# WHAT THIS TASK INVOLVES
Set down the entries that follow exactly as written, leaving out any images.

Records from a data collection:

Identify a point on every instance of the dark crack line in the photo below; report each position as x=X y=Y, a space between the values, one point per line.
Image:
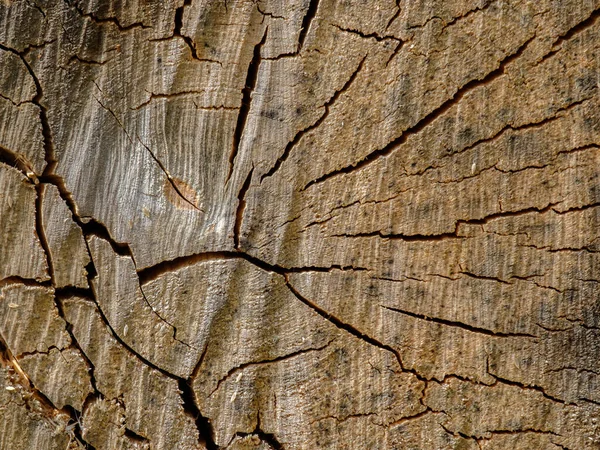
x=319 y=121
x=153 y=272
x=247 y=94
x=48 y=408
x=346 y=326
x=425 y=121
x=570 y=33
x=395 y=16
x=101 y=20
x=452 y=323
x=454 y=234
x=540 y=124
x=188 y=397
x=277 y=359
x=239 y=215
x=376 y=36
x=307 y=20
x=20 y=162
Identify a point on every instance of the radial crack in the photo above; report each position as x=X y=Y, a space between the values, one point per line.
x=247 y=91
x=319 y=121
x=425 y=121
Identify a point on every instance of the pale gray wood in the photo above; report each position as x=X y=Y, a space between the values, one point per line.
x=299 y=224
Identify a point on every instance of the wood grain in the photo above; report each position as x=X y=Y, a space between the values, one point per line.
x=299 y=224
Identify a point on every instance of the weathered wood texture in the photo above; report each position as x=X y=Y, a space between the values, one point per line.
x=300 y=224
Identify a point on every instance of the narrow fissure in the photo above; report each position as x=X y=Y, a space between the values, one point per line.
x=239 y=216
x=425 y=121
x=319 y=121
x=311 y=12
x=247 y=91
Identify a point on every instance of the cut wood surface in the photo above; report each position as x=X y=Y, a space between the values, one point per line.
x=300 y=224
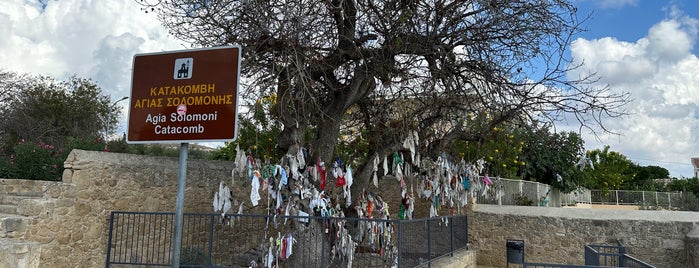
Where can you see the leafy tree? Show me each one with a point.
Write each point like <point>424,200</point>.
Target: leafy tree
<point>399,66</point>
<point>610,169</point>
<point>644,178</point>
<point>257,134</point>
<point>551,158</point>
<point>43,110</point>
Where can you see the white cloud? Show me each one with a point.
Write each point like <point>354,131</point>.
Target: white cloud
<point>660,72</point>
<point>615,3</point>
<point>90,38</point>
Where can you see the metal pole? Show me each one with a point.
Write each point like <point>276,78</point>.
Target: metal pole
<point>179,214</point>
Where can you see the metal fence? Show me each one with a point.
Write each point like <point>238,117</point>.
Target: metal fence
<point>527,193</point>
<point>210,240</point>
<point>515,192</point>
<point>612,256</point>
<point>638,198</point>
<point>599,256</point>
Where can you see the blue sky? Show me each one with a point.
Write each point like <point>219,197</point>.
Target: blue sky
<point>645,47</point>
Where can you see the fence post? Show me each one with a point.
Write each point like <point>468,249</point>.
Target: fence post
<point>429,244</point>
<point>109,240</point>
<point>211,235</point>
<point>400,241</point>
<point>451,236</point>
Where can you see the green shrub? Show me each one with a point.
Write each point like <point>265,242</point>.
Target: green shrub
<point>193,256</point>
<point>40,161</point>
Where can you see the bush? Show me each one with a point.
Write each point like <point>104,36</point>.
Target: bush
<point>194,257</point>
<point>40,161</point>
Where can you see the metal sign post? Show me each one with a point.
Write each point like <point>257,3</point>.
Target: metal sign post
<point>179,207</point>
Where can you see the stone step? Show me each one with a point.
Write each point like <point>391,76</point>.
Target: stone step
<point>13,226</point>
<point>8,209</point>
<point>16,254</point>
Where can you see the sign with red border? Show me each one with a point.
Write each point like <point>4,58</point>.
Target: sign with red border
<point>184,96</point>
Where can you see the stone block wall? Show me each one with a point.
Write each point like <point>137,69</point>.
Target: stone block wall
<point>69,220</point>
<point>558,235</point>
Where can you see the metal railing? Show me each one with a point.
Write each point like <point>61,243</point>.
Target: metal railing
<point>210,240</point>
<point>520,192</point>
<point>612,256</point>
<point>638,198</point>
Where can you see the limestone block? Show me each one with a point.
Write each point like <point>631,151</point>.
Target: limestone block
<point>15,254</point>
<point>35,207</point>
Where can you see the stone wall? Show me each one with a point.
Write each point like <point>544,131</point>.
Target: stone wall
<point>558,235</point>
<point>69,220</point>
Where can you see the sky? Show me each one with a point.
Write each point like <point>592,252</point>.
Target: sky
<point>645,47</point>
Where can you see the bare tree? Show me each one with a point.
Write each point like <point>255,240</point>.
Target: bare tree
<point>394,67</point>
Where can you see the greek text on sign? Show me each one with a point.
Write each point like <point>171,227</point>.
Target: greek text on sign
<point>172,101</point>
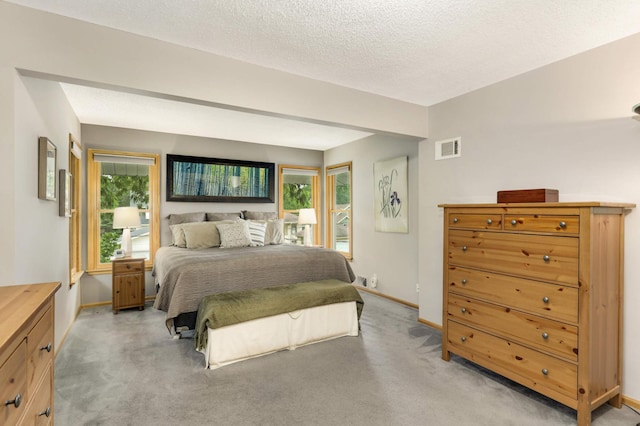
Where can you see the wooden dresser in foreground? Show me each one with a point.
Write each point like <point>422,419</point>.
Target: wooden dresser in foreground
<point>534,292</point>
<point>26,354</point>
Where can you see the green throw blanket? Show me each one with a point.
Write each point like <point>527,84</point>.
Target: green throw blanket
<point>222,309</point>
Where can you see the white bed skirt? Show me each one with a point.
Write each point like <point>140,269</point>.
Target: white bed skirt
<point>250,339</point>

# TASK RESULT
Identify a point on every instance of the dark crack line in the photo below; report each position as x=X y=Y, a space between the values, one point per line.
Image:
x=319 y=121
x=153 y=272
x=247 y=94
x=48 y=408
x=346 y=326
x=425 y=121
x=570 y=33
x=395 y=16
x=101 y=20
x=452 y=323
x=454 y=234
x=540 y=124
x=188 y=397
x=277 y=359
x=239 y=215
x=376 y=36
x=307 y=20
x=20 y=162
Identify a point on every instance of the radial crack in the photo above; report each position as x=X y=Y, a space between the values, one point per line.
x=247 y=91
x=319 y=121
x=425 y=121
Identify a point on every instance of the pale gray wood in the photo above; report each position as x=X y=Y, a space between the values, one point per line.
x=299 y=224
Identify a point on every instance of the wood grain in the photo above; report each position as x=X y=Y, a space between the values, one point per line.
x=299 y=224
Identify a point on every instance of the weathered wood texture in the photo above; report each position as x=X y=Y, a space between the values, one point per line.
x=300 y=224
Identify a point on every instance of the narrow fissure in the photo above; report each position as x=X y=Y, a space between the values, one point per line.
x=239 y=216
x=425 y=121
x=319 y=121
x=311 y=12
x=247 y=91
Identify a point on every instance of the cut wood surface in the photo above; report each position as x=X y=Y, a space between the values, one point per line.
x=300 y=224
Where can you see the leafy tree? Show me each one with a point.
Write each point like <point>424,200</point>.
Target: leafy tree
<point>399,66</point>
<point>610,169</point>
<point>644,178</point>
<point>257,134</point>
<point>551,158</point>
<point>43,110</point>
Where can you see the white cloud? Show me each one with a point.
Write each point like <point>354,131</point>.
Target: white cloud
<point>660,72</point>
<point>615,3</point>
<point>90,38</point>
Where can you see the metal pole? Show me each one with a point.
Write each point like <point>276,78</point>.
Target: metal pole
<point>179,214</point>
Where can you see the metal fence? Show me each one with a point.
Write each point like <point>238,117</point>.
Target: metal fence
<point>527,193</point>
<point>210,240</point>
<point>515,192</point>
<point>612,256</point>
<point>638,198</point>
<point>599,256</point>
Where can you see the blue sky? Show me each one with a point.
Write each point like <point>219,197</point>.
Target: blue sky
<point>645,47</point>
Where can you see the fence post? Show me each one with a point.
Write each point like <point>468,249</point>.
Target: fence post
<point>429,244</point>
<point>109,240</point>
<point>211,235</point>
<point>400,241</point>
<point>451,236</point>
Where can you see the green shrub? Show me each one with a point.
Write each point like <point>265,242</point>.
Target: green shrub
<point>193,256</point>
<point>40,161</point>
Where can you see the bush? Show me each one with a point.
Write each point like <point>104,36</point>.
Target: bush
<point>194,257</point>
<point>40,161</point>
Where can you see the metal sign post? Show me each one with a point.
Write each point like <point>257,3</point>.
Target: metal sign post
<point>179,207</point>
Where can you see the stone step? Show me each one with a point.
Write each point like <point>391,76</point>.
Target: stone step
<point>13,226</point>
<point>8,209</point>
<point>16,254</point>
Where can you see the sign with red border? Show me each one with a point.
Write each point like <point>4,58</point>.
Target: sign with red border
<point>184,96</point>
Where can you see the stone block wall? Show me each one with a point.
Write each point like <point>137,69</point>.
Target: stone block wall
<point>69,220</point>
<point>558,235</point>
Where can you see the metal railing? Show me each one with a point.
Write each point like <point>61,243</point>.
Target: metal railing
<point>210,240</point>
<point>520,192</point>
<point>612,256</point>
<point>638,198</point>
Where can you see the limestone block? Show me each one with a point.
Write each point like <point>631,151</point>.
Target: limestone block
<point>15,254</point>
<point>35,207</point>
Where can you see the stone wall? Show me each one with a point.
Write each point like <point>544,131</point>.
Target: stone wall
<point>558,235</point>
<point>69,220</point>
Where can you see the sky? Show me each one with a point.
Write each point like <point>592,252</point>.
Target: sky
<point>645,47</point>
Where can you see the bare tree? Show me each one with a point.
Write each point like <point>255,240</point>.
Target: bare tree
<point>394,67</point>
Where can you see the greek text on sign? Show me each one with a point.
Write each point like <point>171,227</point>.
Target: greek text on sign
<point>172,101</point>
Where can you see the wooden dresser in foreground? Show me each one with a point.
Write each point like <point>422,419</point>.
Target: wooden dresser in foreground
<point>534,292</point>
<point>26,354</point>
Where can you see the green throw blanket? Show me each one with a point.
Write each point like <point>527,84</point>.
Target: green throw blanket
<point>222,309</point>
Where can you see the white bed skirt? Show me each one with a point.
Write each point like <point>140,269</point>.
Target: white bed skirt
<point>250,339</point>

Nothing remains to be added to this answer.